Reproduce every row below word for word, without changing anything.

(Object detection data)
┄┄┄┄┄┄┄┄┄┄┄┄┄┄┄┄┄┄┄┄
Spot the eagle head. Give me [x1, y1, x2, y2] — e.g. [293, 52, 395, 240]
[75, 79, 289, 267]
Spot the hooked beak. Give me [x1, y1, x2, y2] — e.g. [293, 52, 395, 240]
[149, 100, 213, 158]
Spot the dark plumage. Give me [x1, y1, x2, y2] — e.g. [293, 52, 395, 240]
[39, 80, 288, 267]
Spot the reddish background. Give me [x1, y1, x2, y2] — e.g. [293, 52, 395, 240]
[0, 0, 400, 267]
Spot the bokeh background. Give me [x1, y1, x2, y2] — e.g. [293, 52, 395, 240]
┄┄┄┄┄┄┄┄┄┄┄┄┄┄┄┄┄┄┄┄
**EXERCISE RESULT:**
Spot the eagle head. Give me [x1, y1, x2, y2] — e.g. [293, 52, 395, 240]
[75, 79, 289, 267]
Spot the hooked beak. Give me [x1, y1, x2, y2] — e.g. [293, 52, 395, 240]
[149, 100, 213, 158]
Spot the dark plumage. Give me [x1, y1, x2, y2] — e.g. [293, 52, 395, 240]
[39, 80, 288, 267]
Spot the reddish background. Give me [x1, y1, x2, y2] — e.g. [293, 52, 395, 240]
[0, 0, 400, 267]
Spot the bokeh background. Give me [x1, y1, x2, y2] — e.g. [293, 52, 395, 240]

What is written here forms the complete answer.